What is asked —
Count the lines in the data below that contain the string "above" and reply with the number alone.
** START Record set **
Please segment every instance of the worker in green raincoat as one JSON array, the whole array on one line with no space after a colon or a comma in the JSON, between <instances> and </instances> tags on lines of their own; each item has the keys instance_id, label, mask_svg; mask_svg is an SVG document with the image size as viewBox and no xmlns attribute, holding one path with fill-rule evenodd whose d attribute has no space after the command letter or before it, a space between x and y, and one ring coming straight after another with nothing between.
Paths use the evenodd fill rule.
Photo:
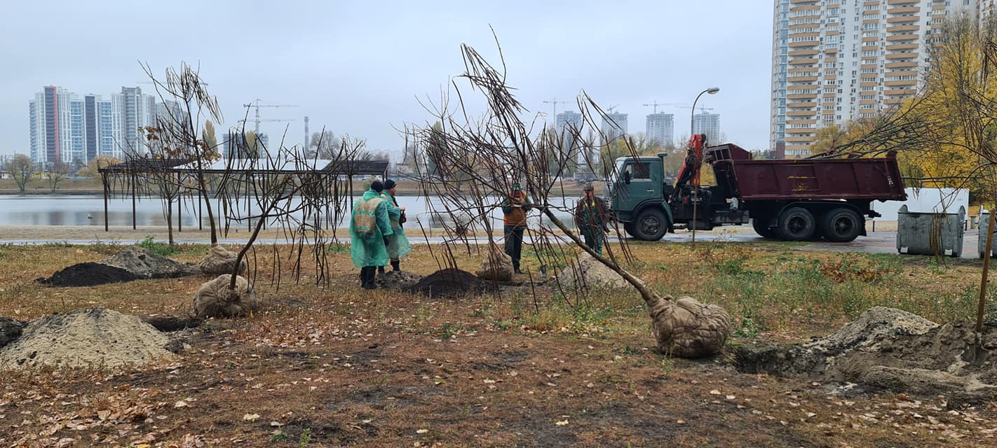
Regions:
<instances>
[{"instance_id":1,"label":"worker in green raincoat","mask_svg":"<svg viewBox=\"0 0 997 448\"><path fill-rule=\"evenodd\" d=\"M412 245L405 236L405 229L402 229L402 224L406 221L405 207L399 207L396 194L398 194L398 184L392 179L385 180L381 196L388 202L388 220L391 221L392 232L388 236L388 257L391 257L391 270L401 271L402 259L412 252ZM379 267L378 272L384 274L384 267Z\"/></svg>"},{"instance_id":2,"label":"worker in green raincoat","mask_svg":"<svg viewBox=\"0 0 997 448\"><path fill-rule=\"evenodd\" d=\"M371 189L353 204L350 219L350 256L353 266L360 268L360 284L365 290L377 288L378 266L388 264L388 237L392 234L388 220L388 202L381 197L384 184L371 183Z\"/></svg>"},{"instance_id":3,"label":"worker in green raincoat","mask_svg":"<svg viewBox=\"0 0 997 448\"><path fill-rule=\"evenodd\" d=\"M609 233L609 222L612 221L613 215L606 201L595 196L595 188L592 188L592 185L585 185L583 191L585 196L578 201L578 206L574 209L574 225L581 230L585 246L602 255L602 243L605 241L602 235Z\"/></svg>"}]
</instances>

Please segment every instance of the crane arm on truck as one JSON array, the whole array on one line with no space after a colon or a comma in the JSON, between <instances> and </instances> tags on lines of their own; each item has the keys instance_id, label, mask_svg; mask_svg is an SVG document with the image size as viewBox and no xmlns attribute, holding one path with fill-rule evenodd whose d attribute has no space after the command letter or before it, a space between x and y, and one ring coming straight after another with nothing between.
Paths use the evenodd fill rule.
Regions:
<instances>
[{"instance_id":1,"label":"crane arm on truck","mask_svg":"<svg viewBox=\"0 0 997 448\"><path fill-rule=\"evenodd\" d=\"M679 170L678 179L675 180L675 190L672 198L676 199L682 191L682 187L687 184L699 185L700 160L703 156L703 148L706 146L706 134L697 133L689 138L689 146L686 151L685 164Z\"/></svg>"}]
</instances>

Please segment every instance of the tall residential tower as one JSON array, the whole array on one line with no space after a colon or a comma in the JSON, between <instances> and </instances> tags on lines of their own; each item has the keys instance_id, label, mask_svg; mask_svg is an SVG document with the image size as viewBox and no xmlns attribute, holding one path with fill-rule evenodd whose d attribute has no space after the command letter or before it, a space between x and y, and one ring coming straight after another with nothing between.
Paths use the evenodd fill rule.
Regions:
<instances>
[{"instance_id":1,"label":"tall residential tower","mask_svg":"<svg viewBox=\"0 0 997 448\"><path fill-rule=\"evenodd\" d=\"M806 156L819 128L900 105L945 17L978 17L989 1L775 0L771 147Z\"/></svg>"}]
</instances>

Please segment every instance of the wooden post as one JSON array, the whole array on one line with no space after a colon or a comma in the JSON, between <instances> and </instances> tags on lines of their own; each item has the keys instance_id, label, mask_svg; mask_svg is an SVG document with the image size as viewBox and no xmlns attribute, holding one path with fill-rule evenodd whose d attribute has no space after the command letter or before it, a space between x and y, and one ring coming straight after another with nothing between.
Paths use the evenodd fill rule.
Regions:
<instances>
[{"instance_id":1,"label":"wooden post","mask_svg":"<svg viewBox=\"0 0 997 448\"><path fill-rule=\"evenodd\" d=\"M183 231L183 215L181 210L183 210L183 180L180 178L180 173L176 173L176 231Z\"/></svg>"},{"instance_id":2,"label":"wooden post","mask_svg":"<svg viewBox=\"0 0 997 448\"><path fill-rule=\"evenodd\" d=\"M104 183L104 231L110 232L108 228L108 193L110 193L111 186L108 185L108 173L101 173L101 181Z\"/></svg>"},{"instance_id":3,"label":"wooden post","mask_svg":"<svg viewBox=\"0 0 997 448\"><path fill-rule=\"evenodd\" d=\"M136 182L136 180L135 180L135 173L133 172L132 173L132 230L135 230L135 229L138 228L136 226L136 218L135 218L135 214L136 214L136 211L135 211L135 182Z\"/></svg>"},{"instance_id":4,"label":"wooden post","mask_svg":"<svg viewBox=\"0 0 997 448\"><path fill-rule=\"evenodd\" d=\"M983 311L984 305L986 305L987 301L987 275L990 273L990 253L992 252L991 244L993 244L994 239L995 217L997 217L997 211L991 209L989 222L990 227L987 227L987 244L983 246L983 275L980 276L980 303L976 309L977 337L979 337L980 332L983 330Z\"/></svg>"}]
</instances>

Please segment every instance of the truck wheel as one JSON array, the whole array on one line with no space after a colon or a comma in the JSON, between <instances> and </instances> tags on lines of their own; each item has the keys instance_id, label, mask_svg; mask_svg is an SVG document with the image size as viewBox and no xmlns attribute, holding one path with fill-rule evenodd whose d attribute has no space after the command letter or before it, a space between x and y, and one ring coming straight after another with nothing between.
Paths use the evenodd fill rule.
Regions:
<instances>
[{"instance_id":1,"label":"truck wheel","mask_svg":"<svg viewBox=\"0 0 997 448\"><path fill-rule=\"evenodd\" d=\"M668 231L665 213L656 208L645 208L633 223L634 236L639 240L658 241Z\"/></svg>"},{"instance_id":2,"label":"truck wheel","mask_svg":"<svg viewBox=\"0 0 997 448\"><path fill-rule=\"evenodd\" d=\"M821 220L824 239L833 243L845 243L858 237L862 229L862 217L850 208L835 208Z\"/></svg>"},{"instance_id":3,"label":"truck wheel","mask_svg":"<svg viewBox=\"0 0 997 448\"><path fill-rule=\"evenodd\" d=\"M752 218L751 226L755 228L755 233L762 238L779 238L779 232L766 224L768 221L768 218Z\"/></svg>"},{"instance_id":4,"label":"truck wheel","mask_svg":"<svg viewBox=\"0 0 997 448\"><path fill-rule=\"evenodd\" d=\"M623 223L623 230L626 231L627 235L637 238L637 231L633 229L633 222Z\"/></svg>"},{"instance_id":5,"label":"truck wheel","mask_svg":"<svg viewBox=\"0 0 997 448\"><path fill-rule=\"evenodd\" d=\"M786 241L807 241L817 233L817 222L810 210L790 207L779 215L778 231Z\"/></svg>"}]
</instances>

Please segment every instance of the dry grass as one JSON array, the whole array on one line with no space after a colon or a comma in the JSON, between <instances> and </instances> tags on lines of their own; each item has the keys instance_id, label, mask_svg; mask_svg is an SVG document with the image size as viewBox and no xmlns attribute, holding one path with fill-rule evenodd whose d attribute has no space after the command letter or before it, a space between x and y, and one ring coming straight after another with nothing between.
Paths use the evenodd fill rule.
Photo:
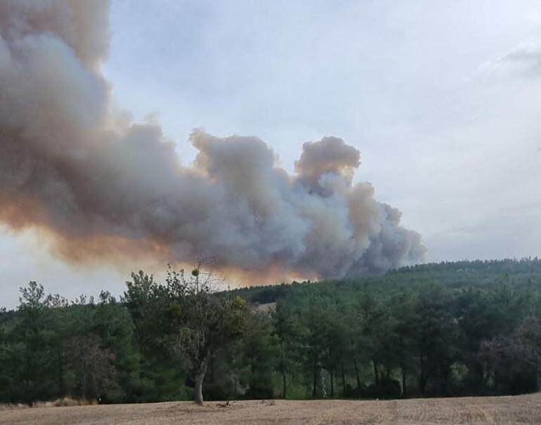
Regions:
<instances>
[{"instance_id":1,"label":"dry grass","mask_svg":"<svg viewBox=\"0 0 541 425\"><path fill-rule=\"evenodd\" d=\"M541 424L541 394L389 401L188 402L3 410L4 424Z\"/></svg>"}]
</instances>

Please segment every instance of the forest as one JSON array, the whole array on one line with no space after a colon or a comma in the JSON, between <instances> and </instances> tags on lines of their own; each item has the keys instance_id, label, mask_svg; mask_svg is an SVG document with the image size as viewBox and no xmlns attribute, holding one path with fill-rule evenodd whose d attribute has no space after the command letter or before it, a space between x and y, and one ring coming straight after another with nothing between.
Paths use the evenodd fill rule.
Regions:
<instances>
[{"instance_id":1,"label":"forest","mask_svg":"<svg viewBox=\"0 0 541 425\"><path fill-rule=\"evenodd\" d=\"M133 273L118 297L32 282L0 311L0 403L398 398L533 392L541 260L215 292ZM198 389L199 388L199 389ZM202 400L199 395L199 401Z\"/></svg>"}]
</instances>

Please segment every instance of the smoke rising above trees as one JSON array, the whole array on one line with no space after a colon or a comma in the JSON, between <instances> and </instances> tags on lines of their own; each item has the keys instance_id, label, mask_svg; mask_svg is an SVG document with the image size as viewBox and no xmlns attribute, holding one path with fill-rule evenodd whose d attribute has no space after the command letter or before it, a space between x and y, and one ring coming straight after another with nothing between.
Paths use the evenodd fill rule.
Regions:
<instances>
[{"instance_id":1,"label":"smoke rising above trees","mask_svg":"<svg viewBox=\"0 0 541 425\"><path fill-rule=\"evenodd\" d=\"M256 137L202 130L181 165L156 124L112 110L105 1L0 3L0 222L68 261L211 256L237 277L334 278L421 261L400 212L353 183L360 153L304 145L295 171Z\"/></svg>"}]
</instances>

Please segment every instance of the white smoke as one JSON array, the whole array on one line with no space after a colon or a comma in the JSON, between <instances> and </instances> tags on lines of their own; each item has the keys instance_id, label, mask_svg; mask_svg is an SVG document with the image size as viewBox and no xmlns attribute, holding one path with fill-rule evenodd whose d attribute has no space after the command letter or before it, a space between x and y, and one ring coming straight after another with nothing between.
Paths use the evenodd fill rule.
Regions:
<instances>
[{"instance_id":1,"label":"white smoke","mask_svg":"<svg viewBox=\"0 0 541 425\"><path fill-rule=\"evenodd\" d=\"M109 5L0 0L0 221L46 229L67 261L211 256L245 275L321 278L419 261L419 235L353 185L359 152L307 143L295 173L256 137L195 131L180 164L156 125L111 111Z\"/></svg>"}]
</instances>

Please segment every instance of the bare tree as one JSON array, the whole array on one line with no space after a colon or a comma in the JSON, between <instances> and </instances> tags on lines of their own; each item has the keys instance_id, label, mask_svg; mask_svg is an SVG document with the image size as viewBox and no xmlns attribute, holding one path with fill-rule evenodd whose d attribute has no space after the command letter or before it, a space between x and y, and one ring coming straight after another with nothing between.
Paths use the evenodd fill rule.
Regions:
<instances>
[{"instance_id":1,"label":"bare tree","mask_svg":"<svg viewBox=\"0 0 541 425\"><path fill-rule=\"evenodd\" d=\"M183 270L169 268L166 280L169 308L178 320L175 349L191 364L198 404L203 403L203 381L212 353L243 334L248 314L242 298L215 293L221 281L204 271L203 263L200 260L188 276Z\"/></svg>"}]
</instances>

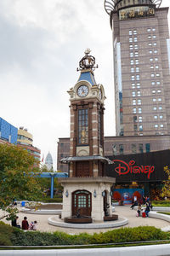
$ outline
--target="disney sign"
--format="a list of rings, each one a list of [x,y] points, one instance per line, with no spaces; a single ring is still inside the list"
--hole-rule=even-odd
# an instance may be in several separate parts
[[[150,179],[150,174],[154,172],[154,166],[137,166],[134,160],[130,160],[129,163],[126,163],[121,160],[112,160],[114,164],[118,163],[118,166],[115,168],[115,172],[121,175],[127,175],[128,173],[140,174],[144,173],[147,175],[147,178]]]

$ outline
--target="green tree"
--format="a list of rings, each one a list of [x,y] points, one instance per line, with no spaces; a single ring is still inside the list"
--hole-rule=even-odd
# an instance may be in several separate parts
[[[167,166],[164,167],[164,172],[167,174],[168,179],[163,182],[162,189],[162,196],[170,198],[170,169]]]
[[[36,200],[40,195],[37,182],[38,162],[26,150],[16,145],[0,144],[0,209],[12,219],[17,209],[14,200]],[[0,218],[4,218],[2,216]]]

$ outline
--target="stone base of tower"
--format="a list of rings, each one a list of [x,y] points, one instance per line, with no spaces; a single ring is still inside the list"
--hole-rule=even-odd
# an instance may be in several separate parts
[[[64,187],[61,218],[91,217],[93,221],[104,221],[112,215],[110,187],[115,178],[67,177],[59,179]]]

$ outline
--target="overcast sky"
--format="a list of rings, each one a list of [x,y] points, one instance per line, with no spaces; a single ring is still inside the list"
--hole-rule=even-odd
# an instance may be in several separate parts
[[[54,170],[58,138],[70,136],[66,91],[87,48],[107,97],[105,136],[113,136],[112,38],[104,0],[0,0],[0,117],[27,128],[42,155],[51,153]]]

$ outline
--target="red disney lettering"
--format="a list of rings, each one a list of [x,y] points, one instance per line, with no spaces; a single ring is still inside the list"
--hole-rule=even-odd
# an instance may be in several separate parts
[[[130,173],[134,173],[134,174],[140,174],[140,173],[144,173],[147,174],[147,178],[150,179],[150,174],[154,172],[155,171],[155,166],[134,166],[135,161],[134,160],[130,160],[129,163],[126,163],[123,160],[114,160],[113,163],[115,164],[116,162],[119,163],[118,166],[115,168],[115,172],[120,175],[126,175],[128,172]]]

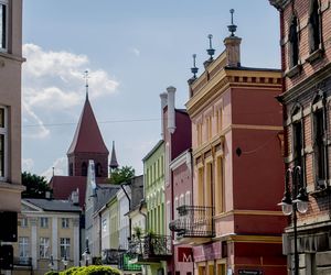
** END Record set **
Exercise output —
2